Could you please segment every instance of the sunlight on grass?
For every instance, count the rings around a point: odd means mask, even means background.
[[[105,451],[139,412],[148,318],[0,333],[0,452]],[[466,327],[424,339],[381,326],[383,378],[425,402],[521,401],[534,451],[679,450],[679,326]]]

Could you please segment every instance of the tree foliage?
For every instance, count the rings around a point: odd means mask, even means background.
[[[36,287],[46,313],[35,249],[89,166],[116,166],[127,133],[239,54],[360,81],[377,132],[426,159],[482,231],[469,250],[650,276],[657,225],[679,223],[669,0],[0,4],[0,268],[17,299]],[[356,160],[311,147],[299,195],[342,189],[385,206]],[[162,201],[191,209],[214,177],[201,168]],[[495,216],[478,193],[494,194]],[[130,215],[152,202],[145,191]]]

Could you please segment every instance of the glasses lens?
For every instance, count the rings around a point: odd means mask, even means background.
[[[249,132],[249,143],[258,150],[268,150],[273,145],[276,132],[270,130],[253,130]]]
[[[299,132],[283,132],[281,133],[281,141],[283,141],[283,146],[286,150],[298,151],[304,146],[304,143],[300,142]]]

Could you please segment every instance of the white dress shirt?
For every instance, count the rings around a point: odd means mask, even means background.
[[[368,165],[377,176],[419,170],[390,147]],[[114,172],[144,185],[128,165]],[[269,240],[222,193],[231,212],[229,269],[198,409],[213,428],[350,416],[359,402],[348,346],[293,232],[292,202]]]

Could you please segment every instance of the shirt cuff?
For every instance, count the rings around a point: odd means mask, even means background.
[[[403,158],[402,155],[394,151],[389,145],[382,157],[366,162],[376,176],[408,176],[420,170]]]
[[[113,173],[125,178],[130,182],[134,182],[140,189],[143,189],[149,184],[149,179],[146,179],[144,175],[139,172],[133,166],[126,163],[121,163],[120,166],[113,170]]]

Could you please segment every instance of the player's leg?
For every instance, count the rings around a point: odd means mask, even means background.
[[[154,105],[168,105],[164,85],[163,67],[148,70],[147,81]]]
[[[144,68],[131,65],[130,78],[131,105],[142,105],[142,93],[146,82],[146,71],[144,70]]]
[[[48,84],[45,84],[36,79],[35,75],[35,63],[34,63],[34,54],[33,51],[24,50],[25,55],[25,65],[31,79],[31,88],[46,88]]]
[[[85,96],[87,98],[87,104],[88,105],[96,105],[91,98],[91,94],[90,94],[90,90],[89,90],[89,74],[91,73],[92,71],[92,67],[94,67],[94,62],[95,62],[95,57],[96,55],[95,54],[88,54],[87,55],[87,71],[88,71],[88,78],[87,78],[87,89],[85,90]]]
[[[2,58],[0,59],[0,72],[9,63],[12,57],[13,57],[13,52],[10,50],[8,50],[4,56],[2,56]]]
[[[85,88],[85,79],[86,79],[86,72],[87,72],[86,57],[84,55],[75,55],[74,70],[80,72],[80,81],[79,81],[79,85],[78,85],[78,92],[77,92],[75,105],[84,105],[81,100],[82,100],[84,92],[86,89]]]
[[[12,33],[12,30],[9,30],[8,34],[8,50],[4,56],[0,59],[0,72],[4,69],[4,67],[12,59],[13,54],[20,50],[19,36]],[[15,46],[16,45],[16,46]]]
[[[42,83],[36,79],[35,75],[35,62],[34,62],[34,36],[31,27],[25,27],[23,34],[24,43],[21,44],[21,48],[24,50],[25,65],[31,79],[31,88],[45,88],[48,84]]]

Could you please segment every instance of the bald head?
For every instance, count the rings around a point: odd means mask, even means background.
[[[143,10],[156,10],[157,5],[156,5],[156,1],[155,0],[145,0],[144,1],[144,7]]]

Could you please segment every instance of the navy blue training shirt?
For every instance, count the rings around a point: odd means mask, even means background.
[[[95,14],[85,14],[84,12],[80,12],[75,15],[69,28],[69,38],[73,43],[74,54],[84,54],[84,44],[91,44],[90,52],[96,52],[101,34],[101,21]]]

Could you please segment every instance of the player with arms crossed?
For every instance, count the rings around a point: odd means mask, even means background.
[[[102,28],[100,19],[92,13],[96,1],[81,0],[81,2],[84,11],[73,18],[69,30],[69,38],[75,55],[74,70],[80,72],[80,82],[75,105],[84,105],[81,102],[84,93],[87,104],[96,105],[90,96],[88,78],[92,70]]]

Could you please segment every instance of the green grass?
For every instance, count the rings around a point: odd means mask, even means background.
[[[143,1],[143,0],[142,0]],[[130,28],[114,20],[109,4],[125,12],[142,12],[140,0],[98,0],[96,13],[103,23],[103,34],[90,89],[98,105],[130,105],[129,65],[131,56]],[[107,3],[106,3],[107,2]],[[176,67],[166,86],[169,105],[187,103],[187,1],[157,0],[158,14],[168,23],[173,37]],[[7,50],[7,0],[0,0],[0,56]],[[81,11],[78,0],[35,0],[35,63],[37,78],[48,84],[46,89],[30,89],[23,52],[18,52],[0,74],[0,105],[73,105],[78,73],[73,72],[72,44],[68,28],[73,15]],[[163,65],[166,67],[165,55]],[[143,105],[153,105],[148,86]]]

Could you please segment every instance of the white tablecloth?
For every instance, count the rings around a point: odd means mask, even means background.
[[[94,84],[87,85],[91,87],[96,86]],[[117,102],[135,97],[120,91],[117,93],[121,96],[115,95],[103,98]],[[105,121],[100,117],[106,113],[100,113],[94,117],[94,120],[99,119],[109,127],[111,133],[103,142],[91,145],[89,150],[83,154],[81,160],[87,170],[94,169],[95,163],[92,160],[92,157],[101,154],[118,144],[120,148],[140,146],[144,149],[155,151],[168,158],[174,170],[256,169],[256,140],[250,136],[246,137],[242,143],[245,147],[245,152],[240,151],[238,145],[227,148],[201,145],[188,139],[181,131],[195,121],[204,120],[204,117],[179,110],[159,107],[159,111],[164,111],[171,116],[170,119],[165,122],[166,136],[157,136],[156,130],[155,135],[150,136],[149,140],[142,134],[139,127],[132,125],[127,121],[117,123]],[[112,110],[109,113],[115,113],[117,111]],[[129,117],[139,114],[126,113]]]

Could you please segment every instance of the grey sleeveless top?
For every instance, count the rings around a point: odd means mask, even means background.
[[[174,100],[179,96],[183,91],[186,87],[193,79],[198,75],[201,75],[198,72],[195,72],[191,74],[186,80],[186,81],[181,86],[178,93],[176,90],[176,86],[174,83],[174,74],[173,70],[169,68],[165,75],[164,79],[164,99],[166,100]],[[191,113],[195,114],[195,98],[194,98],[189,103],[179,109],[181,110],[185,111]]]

Given request: Can you reproduce every line of the listing above exactly?

The response:
Could you please segment every instance of the sunlight on grass?
For every instance, count the rings around a point: odd means mask, even means background.
[[[105,451],[139,412],[148,318],[0,333],[0,452]],[[466,327],[424,339],[381,326],[383,378],[425,402],[521,401],[534,451],[679,450],[679,326]]]

Could you please segment every instance of the tree foliage?
For every instance, count the rings around a point: odd means mask, even means background.
[[[36,287],[46,313],[35,249],[89,166],[116,166],[127,133],[239,54],[360,81],[377,132],[426,159],[482,231],[469,250],[650,276],[657,225],[679,223],[669,0],[0,4],[0,268],[17,299]],[[356,160],[311,147],[299,195],[342,189],[385,206]],[[162,201],[191,209],[214,177],[201,168]],[[495,216],[478,193],[494,194]],[[130,215],[152,202],[145,191]]]

Could you please segment every instance of the glasses lens?
For every instance, count the rings around a point: odd means mask, even means background.
[[[249,132],[249,143],[258,150],[268,150],[273,145],[276,132],[270,130],[253,130]]]
[[[299,132],[283,132],[281,133],[281,141],[283,141],[283,146],[286,150],[298,151],[304,146],[304,143],[300,142]]]

Could you please segment every instance of the white dress shirt?
For every instance, count the rings around a point: odd means mask, even means background.
[[[368,165],[377,176],[419,170],[390,147]],[[114,172],[144,185],[128,165]],[[269,240],[222,193],[231,212],[229,269],[198,409],[213,428],[350,416],[359,402],[348,346],[293,232],[292,202]]]

Could you please segment every instance of the shirt cuff?
For every instance, count the rings around a point: odd means mask, even means background.
[[[403,158],[402,155],[394,151],[389,145],[382,157],[366,162],[376,176],[408,176],[420,170]]]
[[[113,173],[125,178],[130,182],[134,182],[140,189],[143,189],[149,184],[149,179],[146,179],[144,175],[139,172],[133,166],[126,163],[121,163],[120,166],[113,170]]]

Could you please segment every instance of the player's leg?
For every instance, count the rings around a point: odd means mask, even means background.
[[[154,105],[168,105],[164,85],[163,67],[148,70],[147,81]]]
[[[144,68],[131,65],[130,78],[131,105],[142,105],[142,93],[146,82],[146,71],[144,70]]]
[[[48,84],[45,84],[36,79],[35,75],[35,63],[34,63],[34,54],[33,51],[24,50],[25,55],[25,65],[31,79],[31,88],[46,88]]]
[[[85,96],[87,98],[87,104],[88,105],[96,105],[91,98],[91,94],[90,94],[90,90],[89,90],[89,74],[91,73],[92,71],[92,67],[94,67],[94,62],[95,62],[95,57],[96,55],[95,54],[88,54],[87,55],[87,71],[88,71],[88,78],[87,78],[87,89],[85,90]]]
[[[2,58],[0,59],[0,72],[9,63],[12,57],[13,57],[13,52],[10,50],[8,50],[4,56],[2,56]]]
[[[85,88],[85,79],[86,79],[86,72],[87,72],[86,57],[84,55],[75,55],[74,70],[80,72],[80,81],[79,81],[79,85],[78,85],[78,92],[77,92],[75,105],[84,105],[81,100],[82,100],[84,92],[86,89]]]
[[[12,33],[12,30],[9,30],[8,34],[8,50],[4,56],[0,59],[0,72],[4,69],[4,67],[12,59],[13,54],[20,50],[19,36]],[[15,46],[16,45],[16,46]]]
[[[42,83],[36,79],[35,75],[35,62],[34,62],[34,36],[31,27],[25,27],[23,34],[24,43],[21,44],[21,48],[24,50],[25,65],[31,79],[31,88],[45,88],[48,84]]]

Could you please segment every instance of the bald head?
For every instance, count the rings around a point: odd means mask, even means background.
[[[143,10],[156,10],[157,5],[156,5],[156,1],[155,0],[145,0],[144,1],[144,7]]]

Could you please segment every instance of the navy blue training shirt?
For every instance, count the rings around a point: odd means mask, even means background.
[[[95,14],[85,14],[84,12],[80,12],[75,15],[69,28],[69,38],[73,43],[74,54],[84,54],[84,44],[91,44],[90,52],[96,52],[101,34],[101,21]]]

Could you please segment every instance of the player with arms crossed?
For every instance, count the rings around a point: odd means mask, even means background.
[[[102,28],[100,19],[92,13],[96,1],[81,0],[81,2],[84,11],[73,18],[69,30],[69,38],[75,55],[74,70],[80,72],[80,82],[75,105],[84,105],[81,102],[84,93],[87,104],[96,105],[90,96],[88,78],[92,70]]]

Could you please segment every instance of the green grass?
For every instance, count the rings around a point: odd means mask, even means background.
[[[143,1],[143,0],[142,0]],[[130,28],[114,20],[109,4],[125,12],[142,12],[140,0],[98,0],[96,13],[103,23],[103,34],[90,89],[98,105],[130,105],[129,65],[131,56]],[[107,3],[106,3],[107,2]],[[176,67],[166,86],[169,105],[187,103],[187,1],[157,0],[158,14],[168,23],[173,37]],[[7,50],[7,0],[0,0],[0,56]],[[81,11],[78,0],[35,0],[35,63],[37,78],[48,84],[46,89],[30,89],[23,52],[18,52],[0,74],[0,105],[73,105],[78,73],[73,72],[72,44],[68,28],[73,15]],[[163,65],[166,67],[165,55]],[[143,105],[153,105],[148,86]]]

Could you please segment every instance of the white tablecloth?
For every instance, count the rings around a point: odd means mask, even means background.
[[[94,84],[87,85],[91,87],[96,86]],[[117,102],[135,97],[120,91],[117,93],[121,96],[115,95],[103,98]],[[105,121],[100,117],[106,113],[100,113],[94,117],[94,120],[99,119],[109,127],[111,133],[103,142],[91,145],[89,150],[83,154],[81,160],[87,170],[94,169],[95,163],[92,160],[92,157],[101,154],[118,144],[120,148],[140,146],[144,149],[155,151],[168,158],[174,170],[256,169],[256,140],[250,136],[246,137],[242,143],[245,147],[245,152],[240,151],[238,145],[227,148],[201,145],[188,139],[181,131],[195,121],[204,120],[204,117],[179,110],[159,107],[159,111],[164,111],[171,116],[170,119],[165,122],[166,136],[157,136],[156,130],[155,135],[150,136],[149,140],[142,134],[139,127],[132,125],[127,121],[117,123]],[[112,110],[109,113],[115,113],[117,111]],[[129,117],[139,114],[126,113]]]

Could you please segment every instance of the grey sleeveless top?
For every instance, count the rings around a point: odd means mask, even means background.
[[[174,100],[179,96],[183,91],[186,87],[193,79],[198,75],[201,75],[198,72],[195,72],[191,74],[186,80],[186,81],[181,86],[178,93],[176,90],[176,86],[174,83],[174,74],[173,70],[169,68],[165,75],[164,79],[164,99],[166,100]],[[191,113],[195,114],[195,98],[194,98],[189,103],[179,109],[181,110],[185,111]]]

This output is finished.